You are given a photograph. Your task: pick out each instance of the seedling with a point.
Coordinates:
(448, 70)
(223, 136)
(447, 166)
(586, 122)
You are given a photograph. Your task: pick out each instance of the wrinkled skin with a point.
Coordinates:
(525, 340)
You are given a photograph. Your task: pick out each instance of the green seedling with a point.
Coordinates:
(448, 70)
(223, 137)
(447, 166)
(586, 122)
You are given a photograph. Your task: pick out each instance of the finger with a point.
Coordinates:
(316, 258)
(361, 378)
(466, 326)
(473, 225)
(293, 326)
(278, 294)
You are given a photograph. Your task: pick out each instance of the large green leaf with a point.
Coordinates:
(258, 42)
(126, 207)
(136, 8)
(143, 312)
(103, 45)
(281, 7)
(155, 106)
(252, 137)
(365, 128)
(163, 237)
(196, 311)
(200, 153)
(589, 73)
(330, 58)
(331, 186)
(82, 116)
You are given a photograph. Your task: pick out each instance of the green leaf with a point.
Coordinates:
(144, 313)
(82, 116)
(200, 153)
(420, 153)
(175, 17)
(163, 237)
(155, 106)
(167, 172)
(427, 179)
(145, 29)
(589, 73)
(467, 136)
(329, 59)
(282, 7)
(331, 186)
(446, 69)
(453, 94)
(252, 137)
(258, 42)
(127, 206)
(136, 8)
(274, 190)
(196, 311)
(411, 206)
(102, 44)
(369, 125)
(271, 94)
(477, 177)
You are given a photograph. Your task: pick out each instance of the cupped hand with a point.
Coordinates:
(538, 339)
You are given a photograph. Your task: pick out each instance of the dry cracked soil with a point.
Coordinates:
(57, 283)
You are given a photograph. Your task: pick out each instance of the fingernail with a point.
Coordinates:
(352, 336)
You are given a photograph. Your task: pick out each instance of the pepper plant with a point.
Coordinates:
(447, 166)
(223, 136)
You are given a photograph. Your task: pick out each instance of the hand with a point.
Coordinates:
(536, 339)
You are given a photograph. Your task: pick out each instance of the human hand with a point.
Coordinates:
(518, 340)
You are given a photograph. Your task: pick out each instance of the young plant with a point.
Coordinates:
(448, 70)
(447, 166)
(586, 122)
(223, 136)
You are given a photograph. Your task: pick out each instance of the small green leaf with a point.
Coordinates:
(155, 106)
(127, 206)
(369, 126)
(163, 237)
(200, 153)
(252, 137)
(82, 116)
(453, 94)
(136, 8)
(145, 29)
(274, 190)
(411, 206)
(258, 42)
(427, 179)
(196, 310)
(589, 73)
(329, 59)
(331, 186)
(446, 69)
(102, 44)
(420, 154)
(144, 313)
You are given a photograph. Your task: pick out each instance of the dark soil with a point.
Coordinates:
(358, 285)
--
▶ [Aim of the task]:
Render every line of the material above as a two-column Markdown table headed Row and Line, numbering the lines in order and skipping any blank ones.

▶ [Solution to the exercise]:
| Row | Line |
|---|---|
| 1 | You are given a photograph. Your task: pick out each instance of the seedling with a point. |
| 2 | Coordinates: |
| 3 | (448, 70) |
| 4 | (223, 136) |
| 5 | (447, 166) |
| 6 | (586, 122) |
| 7 | You are given a photograph. Your task: pick out each instance of the wrinkled skin with a point. |
| 8 | Coordinates: |
| 9 | (525, 340) |
| 10 | You are given a photograph. Your task: pick out each instance of the green seedling with a point. |
| 11 | Coordinates: |
| 12 | (448, 70) |
| 13 | (223, 137) |
| 14 | (447, 166) |
| 15 | (586, 122) |
| 16 | You are given a photograph. Your task: pick out each instance of the finger with a point. |
| 17 | Coordinates: |
| 18 | (316, 258) |
| 19 | (361, 378) |
| 20 | (466, 326) |
| 21 | (473, 225) |
| 22 | (293, 326) |
| 23 | (278, 294) |
| 24 | You are given a photograph. Your task: pick out each instance of the large green leaf with a point. |
| 25 | Coordinates: |
| 26 | (258, 42) |
| 27 | (126, 207) |
| 28 | (136, 8) |
| 29 | (143, 312) |
| 30 | (103, 45) |
| 31 | (281, 7) |
| 32 | (155, 106) |
| 33 | (252, 137) |
| 34 | (365, 128) |
| 35 | (163, 237) |
| 36 | (196, 311) |
| 37 | (200, 153) |
| 38 | (589, 73) |
| 39 | (330, 58) |
| 40 | (331, 186) |
| 41 | (82, 116) |
| 42 | You are given a photograph. Your task: pick out each instance of the green leaf with a point. |
| 43 | Coordinates: |
| 44 | (144, 313) |
| 45 | (82, 116) |
| 46 | (200, 153) |
| 47 | (420, 153) |
| 48 | (175, 17) |
| 49 | (163, 237) |
| 50 | (155, 106) |
| 51 | (167, 172) |
| 52 | (427, 179) |
| 53 | (145, 29) |
| 54 | (589, 73) |
| 55 | (467, 136) |
| 56 | (329, 59) |
| 57 | (282, 7) |
| 58 | (331, 186) |
| 59 | (446, 69) |
| 60 | (453, 94) |
| 61 | (252, 137) |
| 62 | (258, 42) |
| 63 | (127, 206) |
| 64 | (136, 8) |
| 65 | (274, 190) |
| 66 | (196, 311) |
| 67 | (411, 206) |
| 68 | (102, 44) |
| 69 | (369, 125) |
| 70 | (271, 94) |
| 71 | (477, 177) |
| 72 | You are given a photograph. Your task: pick out each instance of the cupped hand with a point. |
| 73 | Coordinates: |
| 74 | (538, 339) |
| 75 | You are given a photograph. Your task: pick out each instance of the dry cracked soil with a point. |
| 76 | Coordinates: |
| 77 | (57, 283) |
| 78 | You are given a photograph. Your task: pick out each instance of the fingernail with a point. |
| 79 | Coordinates: |
| 80 | (352, 336) |
| 81 | You are given a photograph. Your task: pick out each instance of the pepper plant with a point. |
| 82 | Coordinates: |
| 83 | (447, 166) |
| 84 | (223, 136) |
| 85 | You are given a photograph. Your task: pick out each instance of the hand with a point. |
| 86 | Coordinates: |
| 87 | (536, 339) |
| 88 | You are given a photograph. Your task: pick out each instance of the human hand with a point. |
| 89 | Coordinates: |
| 90 | (518, 340) |
| 91 | You are given a photograph. Your task: pick out each instance of the young plant with a point. |
| 92 | Coordinates: |
| 93 | (448, 70) |
| 94 | (447, 166) |
| 95 | (586, 122) |
| 96 | (223, 136) |
| 97 | You are given a photograph. Your task: pick out each instance of the small green leaf with a point. |
| 98 | Coordinates: |
| 99 | (155, 106) |
| 100 | (127, 206) |
| 101 | (369, 126) |
| 102 | (163, 237) |
| 103 | (200, 153) |
| 104 | (252, 137) |
| 105 | (82, 116) |
| 106 | (453, 94) |
| 107 | (136, 8) |
| 108 | (145, 29) |
| 109 | (274, 190) |
| 110 | (411, 206) |
| 111 | (258, 42) |
| 112 | (427, 179) |
| 113 | (196, 310) |
| 114 | (589, 73) |
| 115 | (329, 59) |
| 116 | (331, 186) |
| 117 | (446, 69) |
| 118 | (102, 44) |
| 119 | (420, 154) |
| 120 | (144, 313) |
| 121 | You are given a photograph. Your task: pick out each instance of the dark soil with a point. |
| 122 | Coordinates: |
| 123 | (358, 285) |